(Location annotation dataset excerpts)
****************

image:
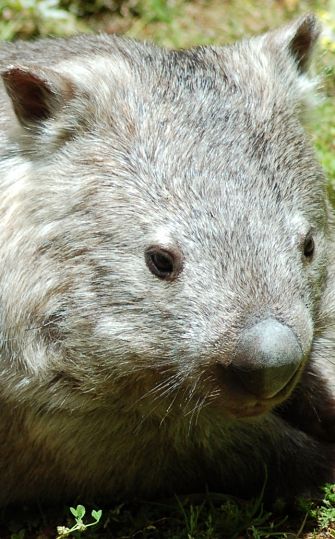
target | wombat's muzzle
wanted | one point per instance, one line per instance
(268, 355)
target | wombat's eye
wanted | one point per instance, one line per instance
(165, 264)
(309, 246)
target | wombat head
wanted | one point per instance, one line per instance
(171, 220)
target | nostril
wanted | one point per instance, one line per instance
(264, 382)
(268, 355)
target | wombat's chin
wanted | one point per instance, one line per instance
(237, 403)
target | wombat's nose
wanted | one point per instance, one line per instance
(267, 356)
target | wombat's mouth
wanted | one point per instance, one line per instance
(236, 402)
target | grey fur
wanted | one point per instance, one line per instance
(114, 382)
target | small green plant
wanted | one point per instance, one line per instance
(323, 513)
(79, 526)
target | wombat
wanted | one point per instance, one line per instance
(167, 319)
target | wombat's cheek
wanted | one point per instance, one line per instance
(265, 367)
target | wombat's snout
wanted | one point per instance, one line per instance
(268, 355)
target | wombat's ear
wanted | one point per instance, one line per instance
(297, 39)
(36, 93)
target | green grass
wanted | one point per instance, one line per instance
(176, 23)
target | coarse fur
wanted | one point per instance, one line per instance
(113, 381)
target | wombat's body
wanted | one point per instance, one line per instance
(167, 300)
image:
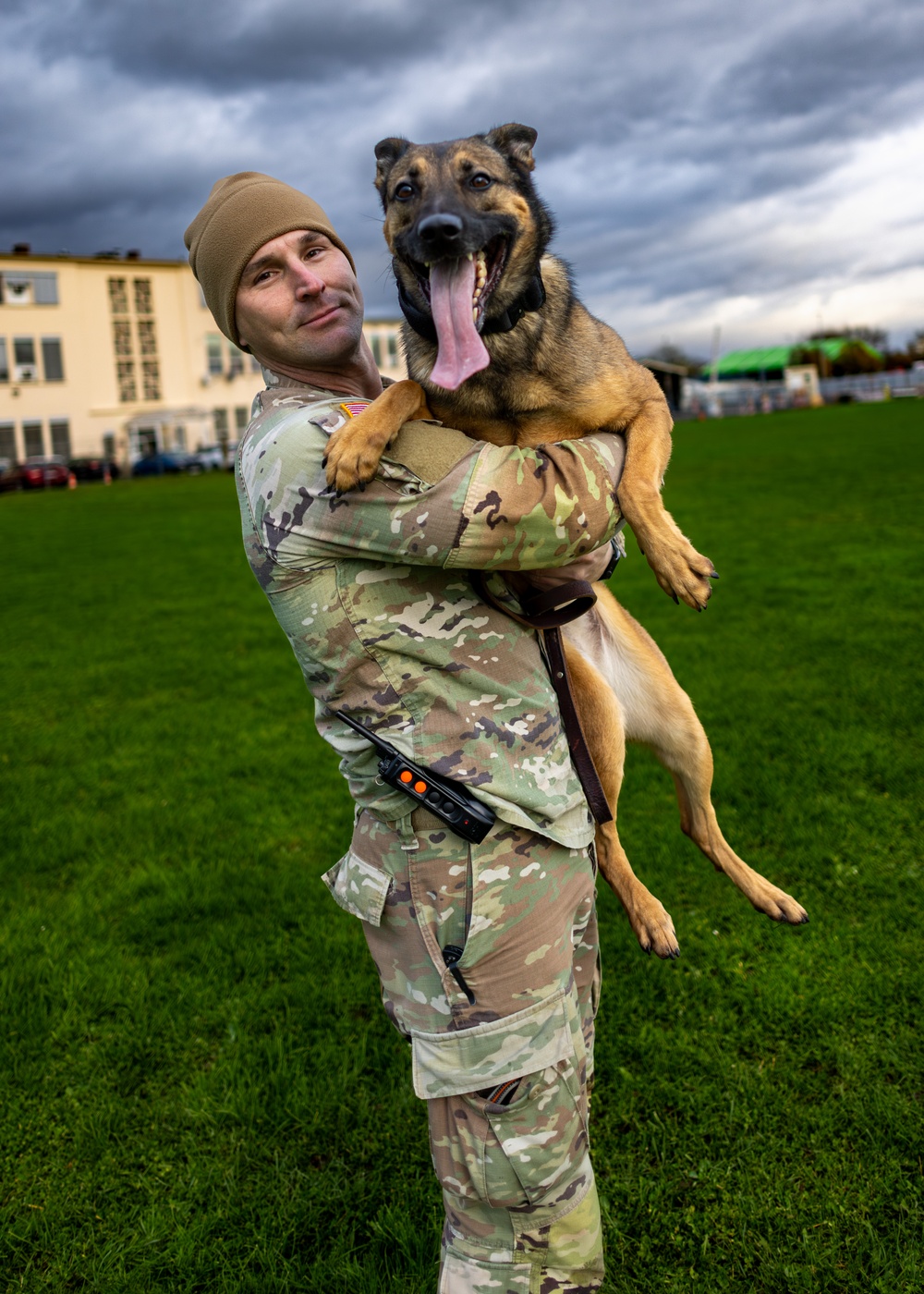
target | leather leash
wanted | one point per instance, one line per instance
(546, 612)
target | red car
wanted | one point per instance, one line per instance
(41, 472)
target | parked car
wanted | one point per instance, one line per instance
(93, 469)
(167, 465)
(10, 475)
(213, 458)
(42, 472)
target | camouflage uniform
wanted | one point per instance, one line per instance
(371, 592)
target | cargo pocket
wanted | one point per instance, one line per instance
(359, 886)
(517, 1154)
(540, 1136)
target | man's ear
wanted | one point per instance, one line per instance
(516, 142)
(387, 152)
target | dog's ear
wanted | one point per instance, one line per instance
(516, 142)
(387, 152)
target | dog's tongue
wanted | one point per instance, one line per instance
(461, 349)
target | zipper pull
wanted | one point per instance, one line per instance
(451, 955)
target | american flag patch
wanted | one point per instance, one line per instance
(354, 408)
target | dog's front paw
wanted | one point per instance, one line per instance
(651, 922)
(684, 573)
(778, 905)
(352, 457)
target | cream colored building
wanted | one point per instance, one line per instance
(119, 356)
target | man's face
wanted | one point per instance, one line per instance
(299, 304)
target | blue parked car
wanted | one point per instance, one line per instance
(165, 465)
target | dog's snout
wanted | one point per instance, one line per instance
(442, 229)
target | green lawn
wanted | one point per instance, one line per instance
(198, 1089)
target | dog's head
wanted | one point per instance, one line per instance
(466, 229)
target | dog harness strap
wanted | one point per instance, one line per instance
(578, 744)
(558, 605)
(580, 597)
(546, 610)
(530, 299)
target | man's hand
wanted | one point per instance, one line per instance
(590, 567)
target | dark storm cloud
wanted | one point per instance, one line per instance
(684, 148)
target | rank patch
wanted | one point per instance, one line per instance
(354, 408)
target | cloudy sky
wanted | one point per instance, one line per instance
(712, 162)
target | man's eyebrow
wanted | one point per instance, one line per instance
(310, 236)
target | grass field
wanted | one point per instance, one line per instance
(198, 1090)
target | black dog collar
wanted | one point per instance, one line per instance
(530, 299)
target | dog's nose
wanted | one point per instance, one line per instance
(442, 229)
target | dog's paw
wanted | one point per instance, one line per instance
(779, 906)
(352, 458)
(652, 925)
(684, 573)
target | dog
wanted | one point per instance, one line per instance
(500, 346)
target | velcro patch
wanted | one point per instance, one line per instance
(354, 408)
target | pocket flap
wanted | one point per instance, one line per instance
(359, 886)
(449, 1064)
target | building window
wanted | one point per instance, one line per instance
(32, 439)
(213, 364)
(23, 360)
(118, 297)
(146, 336)
(52, 360)
(122, 336)
(142, 297)
(151, 375)
(61, 436)
(38, 287)
(126, 374)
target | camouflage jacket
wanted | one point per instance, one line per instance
(371, 592)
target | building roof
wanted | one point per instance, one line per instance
(22, 259)
(736, 364)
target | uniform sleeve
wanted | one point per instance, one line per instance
(497, 507)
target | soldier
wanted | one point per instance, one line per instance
(487, 954)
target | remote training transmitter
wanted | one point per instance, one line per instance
(446, 800)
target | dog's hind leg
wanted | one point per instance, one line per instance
(659, 714)
(602, 725)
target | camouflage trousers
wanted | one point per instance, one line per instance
(488, 961)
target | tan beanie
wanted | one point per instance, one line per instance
(245, 211)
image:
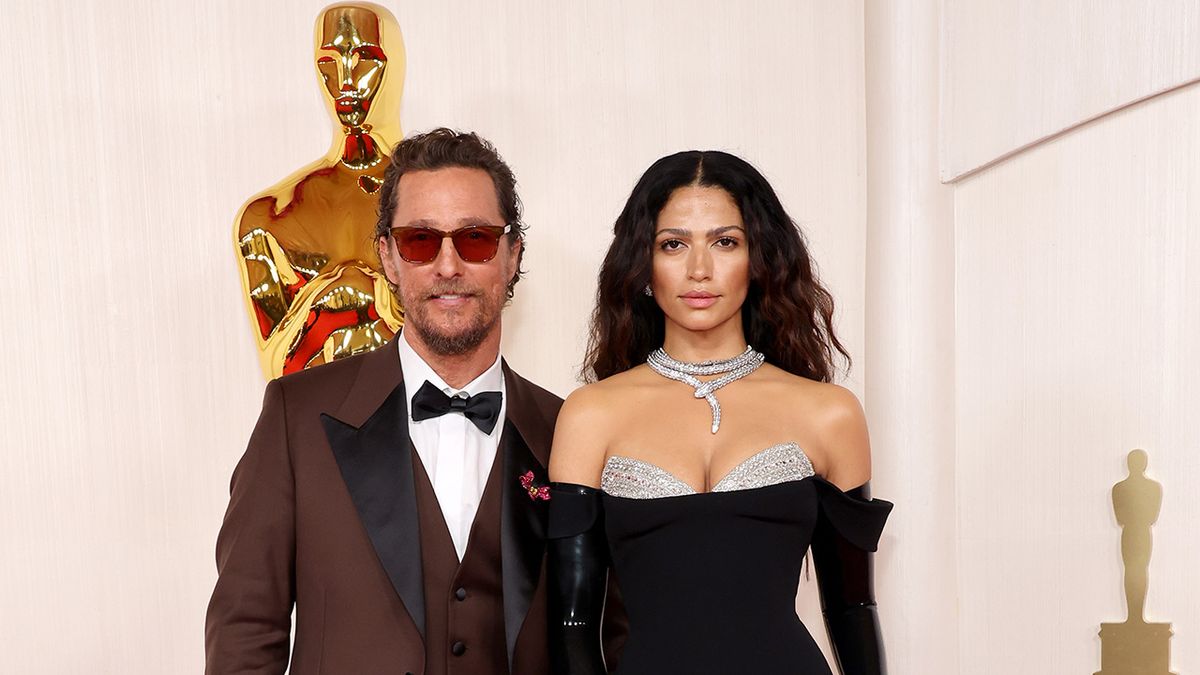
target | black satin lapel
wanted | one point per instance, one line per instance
(522, 532)
(377, 466)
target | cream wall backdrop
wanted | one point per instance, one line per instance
(1077, 318)
(136, 130)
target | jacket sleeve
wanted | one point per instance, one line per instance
(577, 574)
(846, 536)
(249, 621)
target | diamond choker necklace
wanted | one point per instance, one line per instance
(730, 370)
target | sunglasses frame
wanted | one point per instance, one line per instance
(499, 230)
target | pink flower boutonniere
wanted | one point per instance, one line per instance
(535, 491)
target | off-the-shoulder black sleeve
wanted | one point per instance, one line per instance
(847, 532)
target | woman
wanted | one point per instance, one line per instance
(711, 448)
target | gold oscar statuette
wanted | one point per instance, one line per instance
(305, 246)
(1134, 646)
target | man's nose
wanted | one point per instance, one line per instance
(448, 263)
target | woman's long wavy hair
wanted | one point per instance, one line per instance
(787, 312)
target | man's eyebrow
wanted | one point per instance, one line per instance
(469, 221)
(473, 221)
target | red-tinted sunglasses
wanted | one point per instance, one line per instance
(475, 243)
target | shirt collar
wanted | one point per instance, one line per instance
(417, 372)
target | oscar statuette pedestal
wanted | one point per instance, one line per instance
(1135, 649)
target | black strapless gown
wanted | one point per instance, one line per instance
(709, 579)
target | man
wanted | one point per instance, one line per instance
(394, 496)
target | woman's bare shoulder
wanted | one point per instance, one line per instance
(834, 425)
(585, 428)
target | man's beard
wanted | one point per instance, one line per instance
(461, 341)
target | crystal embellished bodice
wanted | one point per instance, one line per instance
(636, 479)
(708, 579)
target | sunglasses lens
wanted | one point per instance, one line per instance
(418, 244)
(477, 244)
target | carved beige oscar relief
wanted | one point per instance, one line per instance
(1135, 647)
(305, 246)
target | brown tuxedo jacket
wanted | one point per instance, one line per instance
(323, 514)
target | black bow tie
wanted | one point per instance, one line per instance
(483, 410)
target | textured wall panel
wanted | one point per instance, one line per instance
(1077, 341)
(1017, 71)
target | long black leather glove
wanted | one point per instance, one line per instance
(577, 572)
(845, 577)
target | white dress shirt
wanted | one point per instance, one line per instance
(457, 455)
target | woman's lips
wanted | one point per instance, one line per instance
(699, 300)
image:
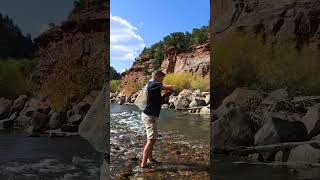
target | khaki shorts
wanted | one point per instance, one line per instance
(151, 125)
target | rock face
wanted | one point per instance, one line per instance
(196, 61)
(279, 131)
(232, 129)
(289, 20)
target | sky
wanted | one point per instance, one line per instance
(33, 16)
(140, 23)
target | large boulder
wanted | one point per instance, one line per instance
(312, 120)
(55, 120)
(39, 121)
(279, 131)
(19, 103)
(239, 96)
(305, 153)
(233, 129)
(5, 106)
(197, 102)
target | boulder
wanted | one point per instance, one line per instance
(305, 153)
(207, 99)
(205, 110)
(75, 119)
(279, 131)
(275, 96)
(69, 128)
(312, 120)
(233, 129)
(19, 103)
(5, 106)
(197, 102)
(23, 121)
(55, 120)
(39, 120)
(182, 102)
(239, 96)
(81, 108)
(6, 124)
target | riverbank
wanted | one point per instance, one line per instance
(268, 127)
(182, 156)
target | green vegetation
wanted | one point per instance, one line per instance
(14, 77)
(179, 41)
(187, 80)
(244, 60)
(115, 85)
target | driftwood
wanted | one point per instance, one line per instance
(243, 151)
(191, 108)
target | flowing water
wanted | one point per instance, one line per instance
(183, 145)
(42, 158)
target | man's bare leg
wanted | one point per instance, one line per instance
(147, 152)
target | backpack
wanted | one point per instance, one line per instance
(142, 98)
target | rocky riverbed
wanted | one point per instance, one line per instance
(181, 156)
(268, 127)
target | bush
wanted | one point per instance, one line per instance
(14, 77)
(187, 80)
(244, 60)
(115, 85)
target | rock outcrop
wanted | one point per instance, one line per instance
(285, 20)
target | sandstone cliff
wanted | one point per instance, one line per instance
(72, 57)
(287, 20)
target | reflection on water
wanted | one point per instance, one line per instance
(26, 158)
(191, 125)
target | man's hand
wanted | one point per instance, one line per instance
(167, 87)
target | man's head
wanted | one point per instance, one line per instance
(158, 76)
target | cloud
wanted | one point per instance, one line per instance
(125, 42)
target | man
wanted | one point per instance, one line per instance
(151, 113)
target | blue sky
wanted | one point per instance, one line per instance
(33, 16)
(139, 23)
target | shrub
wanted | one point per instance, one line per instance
(14, 77)
(115, 85)
(187, 80)
(245, 60)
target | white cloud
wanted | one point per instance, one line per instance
(125, 42)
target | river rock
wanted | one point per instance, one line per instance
(23, 121)
(197, 102)
(81, 108)
(75, 119)
(39, 120)
(6, 123)
(69, 128)
(233, 129)
(205, 110)
(239, 96)
(312, 120)
(207, 99)
(305, 153)
(19, 103)
(5, 105)
(55, 120)
(279, 131)
(275, 96)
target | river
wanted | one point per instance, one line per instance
(43, 158)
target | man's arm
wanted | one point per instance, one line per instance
(167, 87)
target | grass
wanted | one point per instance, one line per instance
(14, 77)
(187, 80)
(245, 60)
(115, 85)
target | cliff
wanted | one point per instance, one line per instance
(195, 59)
(277, 20)
(72, 57)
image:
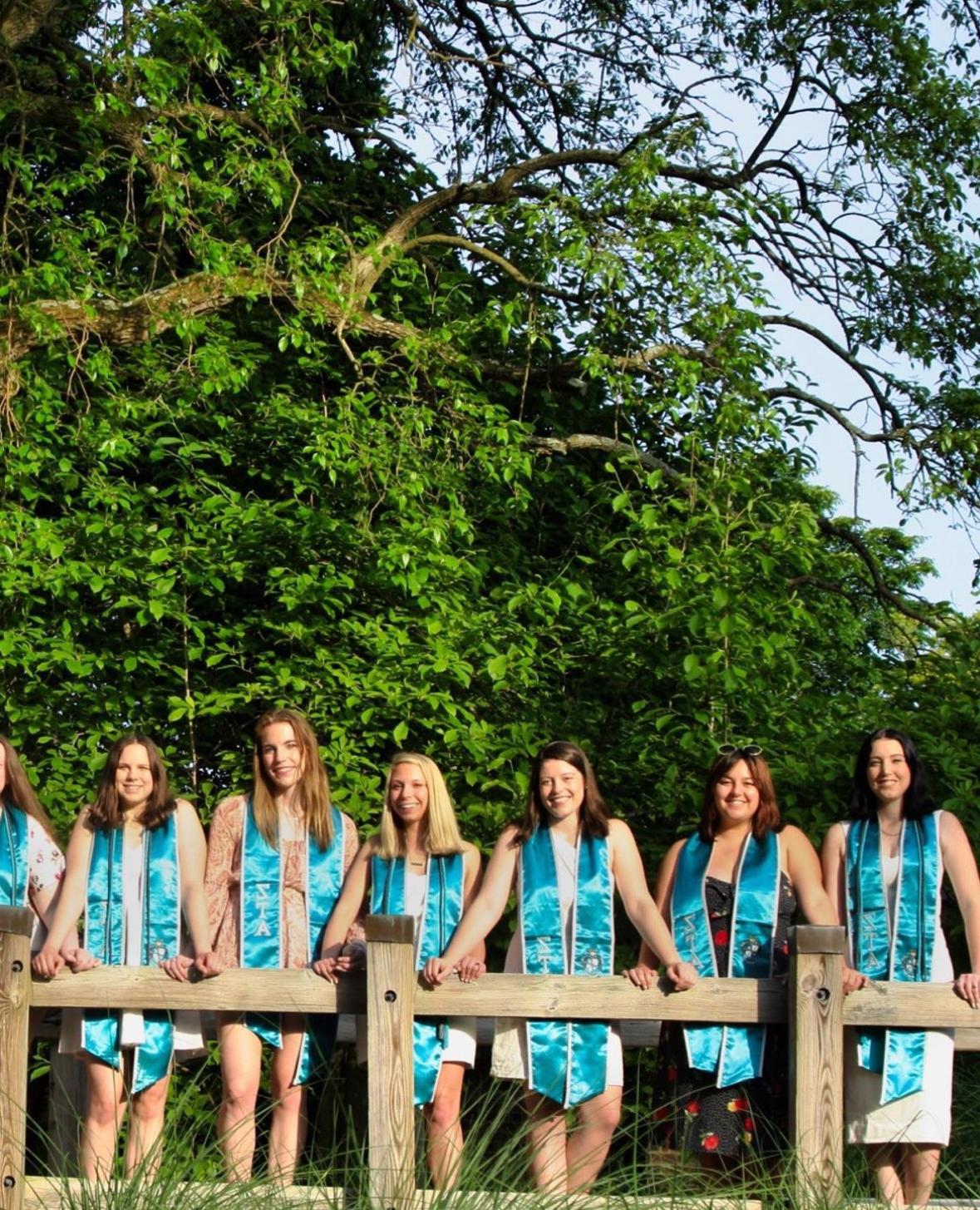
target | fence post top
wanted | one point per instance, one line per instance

****************

■ **Exercise objective**: Rewrite the rows from the line containing "target | white cloud" through the end of the rows, both ends included, and keep each request line as it stands. Scale every point coordinate by 1.55, round to whole numbers with halves going up, and omit the pictures.

■ **Worked solution**:
target | white cloud
wanted | one point per instance, one line per instance
(194, 65)
target | river rock
wanted | one point per instance, one line per instance
(36, 188)
(305, 158)
(126, 167)
(116, 184)
(60, 186)
(9, 191)
(107, 198)
(361, 200)
(318, 171)
(370, 149)
(484, 186)
(321, 153)
(473, 237)
(29, 160)
(8, 163)
(85, 186)
(432, 203)
(426, 149)
target | river
wanted | one point per instance, one line per instance
(67, 245)
target | man's arm
wanted | one point per instance, one line per instance
(259, 135)
target | grass
wanted | one point per instance, one line per instance
(22, 119)
(290, 124)
(380, 93)
(178, 132)
target | cliff
wanted | one point per instance, one line per instance
(302, 91)
(429, 31)
(112, 88)
image:
target | fence post top
wanted | one point per instance, one line per instance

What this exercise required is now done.